- **Given task 1**
Copy the rows below word for word, from the line containing "diagonal wooden beam -> box" through the last row, with both ends included.

- **Text provided**
____________________

Architecture
Overview

┌─────────────────────────────────────────────┐
│ Control Plane │
│ ┌──────────┐ ┌──────────┐ ┌───────────┐ │
│ │API Server│ │Scheduler │ │ Monitor │ │
│ │ (Go+Chi) │ │Affinity │ │NFS Poller │ │
│ └────┬─────┘ └────┬─────┘ └───────────┘ │
│ │ │ │
│ ┌────▼─────────────▼──┐ ┌───────────────┐ │
│ │ PostgreSQL │ │ Distribution │ │
│ │ (metadata DB) │ │ Registry │ │
│ └─────────────────────┘ └───────────────┘ │
│ ┌──────────────────────────────────────────┐ │
│ │ Traefik v3 (reverse proxy + HTTPS) │ │
│ └──────────────────────────────────────────┘ │
└─────────────────────────────────────────────┘
│ long-poll tasks │ push image
▼ ▼
┌──────────────────┐ ┌──────────────────┐
│ Builder Nodes │ │ Deploy Nodes │
│ git clone │ │ rsync NFS→local │
│ docker buildx │ │ LRU cache │
│ push image │ │ docker run │
└──────────────────┘ └──────────────────┘
│
┌────────▼────────┐
│ NFS Data Store │
│ /nfs/warehouse │
└─── ──────────────┘
Component Breakdown
Control Plane (cmd/server)
- API Server (
internal/api) — Chi router, JWT auth middleware, REST handlers for Projects, Datasets, Deployments, Nodes, Users - Git Hosting (
internal/gitrepo) — Bare git repository lifecycle, Git Smart HTTP protocol handler (git-upload-pack/git-receive-pack), repository browser (tree, blob, commits, branches) - Scheduler (
internal/scheduler) — Affinity scoring, LRU eviction trigger, task dispatch - Monitor (
internal/monitor) — Periodic NFS path scan, checksum diff, file history recording - Auth (
internal/auth) — Google OIDC, JWT signing, RBAC middleware, project-scoped API tokens
Agent (cmd/agent)

____________________

- **Data in this exercise**
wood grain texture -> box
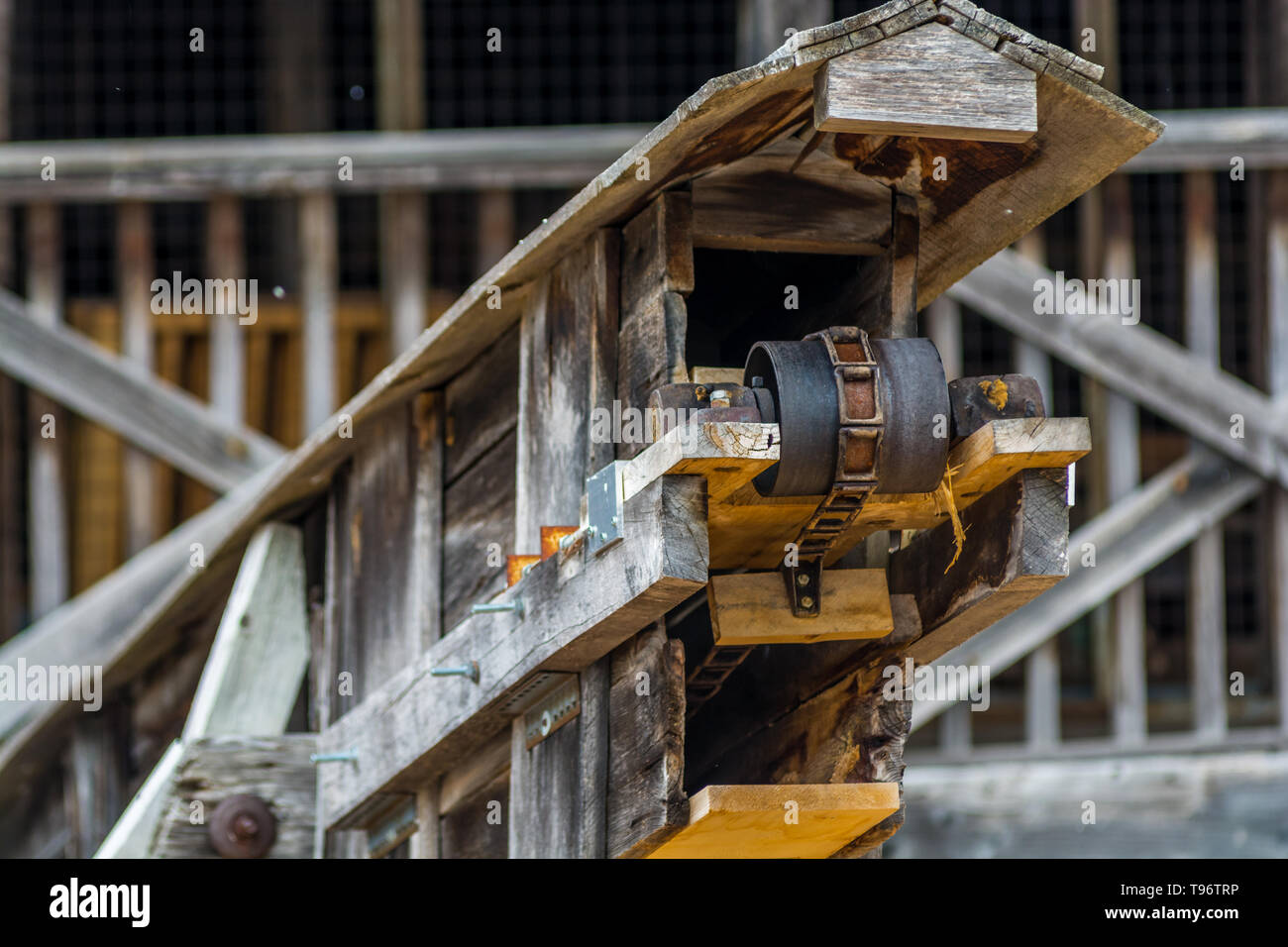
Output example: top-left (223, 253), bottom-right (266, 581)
top-left (651, 784), bottom-right (899, 858)
top-left (814, 23), bottom-right (1038, 142)
top-left (152, 733), bottom-right (317, 858)
top-left (707, 569), bottom-right (894, 647)
top-left (606, 624), bottom-right (690, 858)
top-left (322, 476), bottom-right (707, 827)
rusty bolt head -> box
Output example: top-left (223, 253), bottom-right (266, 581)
top-left (210, 795), bottom-right (277, 858)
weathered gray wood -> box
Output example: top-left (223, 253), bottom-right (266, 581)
top-left (814, 23), bottom-right (1038, 142)
top-left (952, 252), bottom-right (1288, 484)
top-left (0, 126), bottom-right (649, 202)
top-left (22, 204), bottom-right (67, 618)
top-left (606, 624), bottom-right (690, 858)
top-left (152, 733), bottom-right (317, 858)
top-left (0, 284), bottom-right (282, 491)
top-left (299, 191), bottom-right (340, 430)
top-left (206, 194), bottom-right (246, 424)
top-left (617, 191), bottom-right (693, 459)
top-left (1185, 171), bottom-right (1228, 740)
top-left (322, 476), bottom-right (707, 827)
top-left (183, 523), bottom-right (309, 741)
top-left (443, 429), bottom-right (516, 631)
top-left (116, 202), bottom-right (158, 556)
top-left (514, 230), bottom-right (619, 554)
top-left (913, 454), bottom-right (1259, 729)
top-left (851, 189), bottom-right (921, 339)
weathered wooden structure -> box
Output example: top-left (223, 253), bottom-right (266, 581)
top-left (0, 0), bottom-right (1179, 857)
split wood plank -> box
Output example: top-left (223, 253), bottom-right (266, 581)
top-left (649, 783), bottom-right (899, 858)
top-left (0, 291), bottom-right (283, 491)
top-left (322, 476), bottom-right (707, 828)
top-left (707, 569), bottom-right (894, 647)
top-left (814, 23), bottom-right (1038, 142)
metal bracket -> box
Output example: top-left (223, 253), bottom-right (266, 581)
top-left (587, 460), bottom-right (626, 556)
top-left (523, 674), bottom-right (581, 750)
top-left (782, 557), bottom-right (823, 618)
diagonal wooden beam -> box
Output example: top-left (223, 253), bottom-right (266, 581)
top-left (912, 451), bottom-right (1262, 729)
top-left (948, 250), bottom-right (1288, 487)
top-left (0, 291), bottom-right (283, 492)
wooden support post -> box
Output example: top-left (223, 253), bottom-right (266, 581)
top-left (617, 191), bottom-right (693, 459)
top-left (1185, 171), bottom-right (1228, 740)
top-left (116, 201), bottom-right (158, 556)
top-left (299, 191), bottom-right (339, 432)
top-left (474, 187), bottom-right (514, 273)
top-left (206, 194), bottom-right (246, 424)
top-left (27, 204), bottom-right (71, 618)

____________________

- **Given task 2**
Continue the system architecture overview above, picking up right after its final line.

- **Final result 1**
diagonal wooden beam -> box
Output example: top-left (223, 253), bottom-right (266, 581)
top-left (912, 451), bottom-right (1262, 729)
top-left (948, 250), bottom-right (1288, 487)
top-left (0, 291), bottom-right (283, 492)
wooden support post -> box
Output example: top-left (223, 253), bottom-right (266, 581)
top-left (617, 191), bottom-right (693, 459)
top-left (1185, 171), bottom-right (1228, 740)
top-left (116, 201), bottom-right (158, 556)
top-left (299, 191), bottom-right (339, 432)
top-left (474, 187), bottom-right (514, 273)
top-left (206, 194), bottom-right (246, 424)
top-left (27, 204), bottom-right (71, 618)

- **Final result 2**
A single binary deployed on worker nodes. Role is configured via NODE_ROLE env var:
- builder — polls for build tasks, runs
git clone+docker buildx build+docker push - deploy — polls for deploy tasks, runs data sync (rsync / NFS bind-mount),
docker run -p 0:{port}, reportshost_portback to the control plane
ForwardAuth Service (cmd/authservice)
Standalone HTTP service that Traefik calls via ForwardAuth middleware to enforce per-project Google authentication.
Data Flow: Deployment

User clicks "Deploy"
│
▼
API creates Deployment record (status=pending)
│
▼
Scheduler.DispatchBuild()
→ picks active builder node
→ creates build Task
│
▼
Builder Agent polls & picks up task
→ git clone --depth=1 (external URL or hosted repo via internal HTTP)
→ docker buildx build
→ docker push registry/{project}:{sha}
→ POST /api/agent/tasks/{id}/complete
│
▼
Server background loop detects completed build
→ Scheduler.DispatchDeploy()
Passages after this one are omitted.